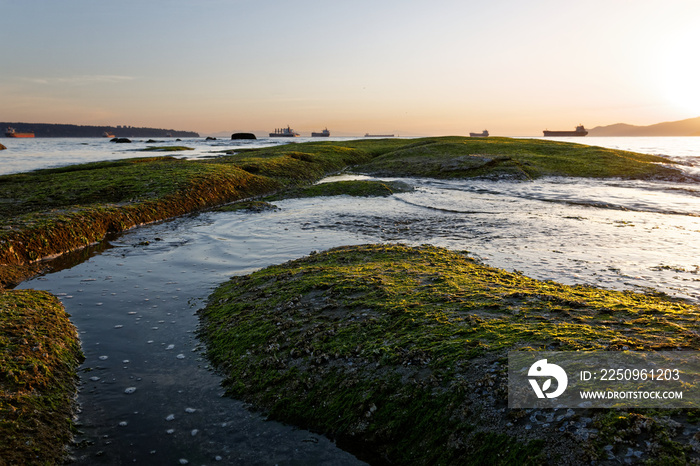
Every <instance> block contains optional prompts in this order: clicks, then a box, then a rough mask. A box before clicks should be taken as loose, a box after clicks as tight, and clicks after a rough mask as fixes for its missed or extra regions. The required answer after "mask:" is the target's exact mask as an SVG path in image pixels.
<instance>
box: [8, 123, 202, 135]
mask: <svg viewBox="0 0 700 466" xmlns="http://www.w3.org/2000/svg"><path fill="white" fill-rule="evenodd" d="M8 126H11V127H13V128H14V129H16V130H17V132H18V133H26V132H33V133H34V137H37V138H99V137H102V136H103V134H104V133H105V132H107V133H112V134H114V135H115V136H117V137H120V138H153V137H160V138H163V137H167V136H168V135H170V136H172V137H175V138H198V137H199V134H198V133H195V132H194V131H176V130H174V129H159V128H136V127H133V126H116V127H115V126H78V125H58V124H53V123H10V122H0V130H2V131H0V135H2V136H4V135H5V128H7V127H8Z"/></svg>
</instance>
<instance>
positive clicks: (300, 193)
mask: <svg viewBox="0 0 700 466" xmlns="http://www.w3.org/2000/svg"><path fill="white" fill-rule="evenodd" d="M412 190H413V187H412V186H410V185H408V184H406V183H404V182H402V181H374V180H349V181H333V182H328V183H318V184H314V185H311V186H304V187H300V188H294V189H291V190H288V191H285V192H283V193H280V194H279V195H277V196H274V197H272V198H271V199H285V198H303V197H321V196H355V197H375V196H376V197H386V196H391V195H392V194H396V193H404V192H408V191H412Z"/></svg>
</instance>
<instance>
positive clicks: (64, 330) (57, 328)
mask: <svg viewBox="0 0 700 466" xmlns="http://www.w3.org/2000/svg"><path fill="white" fill-rule="evenodd" d="M82 360H83V355H82V351H81V350H80V343H79V341H78V336H77V332H76V330H75V327H74V326H73V325H72V324H71V323H70V321H69V319H68V314H66V312H65V309H64V308H63V306H62V305H61V303H60V302H59V301H58V299H56V298H55V297H53V296H51V295H50V294H49V293H46V292H40V291H33V290H24V291H4V292H3V291H0V368H1V371H0V395H1V396H0V463H2V464H60V461H61V460H62V459H63V457H64V456H65V454H66V451H65V448H64V445H65V444H67V443H68V442H69V441H70V440H71V438H72V429H73V424H72V417H73V410H72V405H73V402H74V401H73V400H74V397H75V393H76V388H75V381H76V378H77V375H76V371H77V368H78V366H79V364H80V363H81V362H82Z"/></svg>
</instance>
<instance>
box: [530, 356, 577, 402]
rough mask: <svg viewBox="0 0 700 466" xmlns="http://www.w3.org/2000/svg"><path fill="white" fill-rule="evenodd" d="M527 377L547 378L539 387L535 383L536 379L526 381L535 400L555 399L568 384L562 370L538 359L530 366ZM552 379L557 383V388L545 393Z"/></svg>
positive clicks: (536, 379) (536, 383)
mask: <svg viewBox="0 0 700 466" xmlns="http://www.w3.org/2000/svg"><path fill="white" fill-rule="evenodd" d="M527 375H528V377H547V379H546V380H544V382H543V383H542V386H541V387H540V385H539V384H538V383H537V379H528V380H529V381H530V385H532V389H533V390H534V391H535V394H536V395H537V398H556V397H558V396H559V395H561V394H562V393H564V390H566V386H567V385H568V383H569V378H568V377H567V376H566V372H564V369H562V368H561V367H559V366H557V365H556V364H548V363H547V360H546V359H540V360H539V361H537V362H536V363H534V364H533V365H532V366H530V370H529V371H528V372H527ZM552 378H553V379H554V380H556V381H557V388H556V390H554V391H553V392H550V393H547V390H549V389H550V388H551V386H552Z"/></svg>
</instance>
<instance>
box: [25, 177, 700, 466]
mask: <svg viewBox="0 0 700 466" xmlns="http://www.w3.org/2000/svg"><path fill="white" fill-rule="evenodd" d="M412 183H413V184H414V185H416V186H417V187H418V189H417V190H416V191H414V192H412V193H404V194H400V195H395V196H391V197H389V198H377V199H369V198H350V197H346V196H340V197H335V198H315V199H299V200H286V201H280V202H278V203H276V204H277V205H278V206H279V209H278V210H271V211H266V212H262V213H247V212H206V213H201V214H197V215H191V216H186V217H182V218H179V219H175V220H172V221H168V222H162V223H158V224H154V225H148V226H144V227H140V228H137V229H134V230H132V231H129V232H127V233H125V234H122V235H120V236H119V237H118V238H116V239H113V240H110V241H107V242H105V244H104V245H103V247H101V248H100V250H97V251H95V253H94V255H92V256H91V257H90V258H89V259H87V260H85V259H84V258H83V259H82V260H83V261H82V262H80V263H78V264H77V265H73V266H72V267H70V268H66V269H64V270H61V271H58V272H55V273H52V274H48V275H46V276H43V277H39V278H37V279H34V280H31V281H28V282H25V283H23V284H22V285H21V288H37V289H45V290H48V291H50V292H52V293H54V294H56V295H58V296H59V297H60V298H61V300H62V302H63V303H64V305H65V307H66V309H67V311H68V312H69V313H70V314H71V315H72V320H73V322H74V323H75V325H76V326H77V327H78V329H79V333H80V337H81V340H82V345H83V350H84V352H85V355H86V361H85V363H84V365H83V367H82V371H81V380H82V386H81V391H80V395H79V398H78V401H79V403H80V405H81V413H80V415H79V420H78V421H79V423H80V430H81V431H82V434H81V435H80V436H79V438H78V439H77V440H78V441H79V442H80V446H79V448H76V449H74V450H73V455H74V457H75V459H76V463H77V464H124V463H132V462H136V463H141V464H188V463H189V464H217V462H219V464H337V465H344V464H358V463H359V460H357V459H356V458H355V457H354V456H352V455H351V454H349V453H347V452H345V451H343V450H341V449H339V448H337V447H336V446H335V445H334V444H333V443H332V442H331V441H329V440H328V439H326V438H324V437H323V436H320V435H317V434H314V433H311V432H308V431H304V430H299V429H295V428H293V427H290V426H285V425H283V424H279V423H276V422H271V421H266V420H265V419H264V418H263V417H262V416H260V415H259V414H256V413H254V412H252V411H251V410H249V409H248V408H247V407H246V405H245V404H243V403H241V402H238V401H236V400H232V399H229V398H226V397H223V396H222V395H223V389H222V388H221V387H220V382H221V378H220V377H219V376H217V375H216V374H215V373H213V372H212V371H211V370H210V369H209V367H208V364H207V361H206V359H205V357H204V355H203V351H202V348H201V344H200V342H199V341H198V340H197V338H196V335H195V332H196V328H197V324H198V320H197V315H196V311H197V309H199V308H201V307H202V306H203V305H204V303H205V299H206V297H207V296H208V295H209V294H210V293H211V291H212V290H213V288H214V287H215V286H216V285H218V284H220V283H221V282H223V281H225V280H226V279H227V278H229V277H230V276H231V275H234V274H244V273H249V272H251V271H253V270H256V269H259V268H261V267H264V266H266V265H270V264H275V263H281V262H284V261H287V260H290V259H293V258H297V257H300V256H303V255H307V254H309V253H310V252H312V251H315V250H319V251H320V250H324V249H328V248H330V247H334V246H340V245H348V244H361V243H370V242H405V243H409V244H420V243H431V244H435V245H439V246H445V247H449V248H452V249H461V250H469V251H471V252H472V253H473V255H475V256H476V257H477V258H480V259H481V260H483V261H484V262H486V263H487V264H489V265H494V266H498V267H503V268H506V269H509V270H515V269H517V270H520V271H522V272H524V273H525V274H526V275H529V276H532V277H534V278H540V279H553V280H556V281H560V282H563V283H570V284H572V283H587V284H593V285H597V286H603V287H607V288H615V289H635V290H644V289H646V288H654V289H657V290H661V291H664V292H667V293H669V294H673V295H676V296H679V297H683V298H686V299H690V300H694V301H696V302H697V301H698V300H700V280H699V279H700V276H699V275H698V265H697V264H698V262H697V261H698V259H697V258H698V257H700V241H699V239H700V219H699V218H698V217H694V216H692V215H689V213H691V212H692V211H693V209H696V207H697V204H696V203H697V202H698V201H697V198H696V197H693V196H690V197H688V196H685V195H684V196H683V197H680V198H674V197H673V195H672V194H669V195H668V197H666V198H665V200H661V201H660V200H659V198H658V196H659V195H660V194H659V190H658V189H656V188H654V189H651V190H650V188H649V187H648V186H639V185H623V186H618V185H616V184H615V183H613V182H608V183H607V184H606V183H603V182H595V183H598V184H595V183H594V182H567V181H566V180H549V181H543V182H538V183H535V184H533V183H494V182H471V183H466V184H465V183H464V182H462V183H448V182H435V181H426V180H413V181H412ZM591 183H594V184H591ZM630 190H632V191H630ZM647 192H650V193H651V194H648V195H646V194H645V193H647ZM645 196H646V197H645ZM655 203H656V204H659V205H660V206H661V207H659V205H656V204H655ZM694 203H695V204H694ZM686 204H687V205H686ZM635 206H636V207H635ZM686 209H687V210H688V212H685V210H686ZM695 211H697V209H696V210H695ZM674 212H675V213H674Z"/></svg>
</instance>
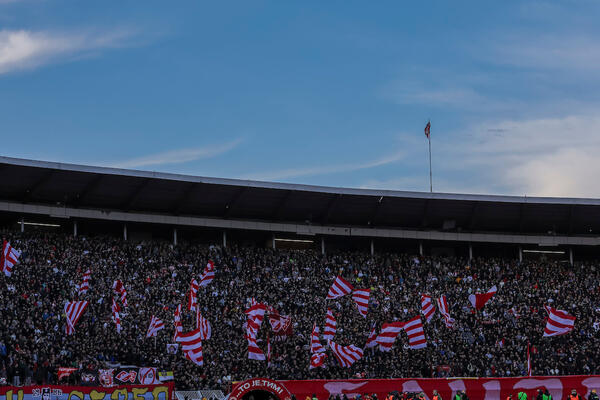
____
§ INSTRUCTION
How many lines of the data above contain the word "positive"? Reply with only the number.

§ RESPONSE AREA
3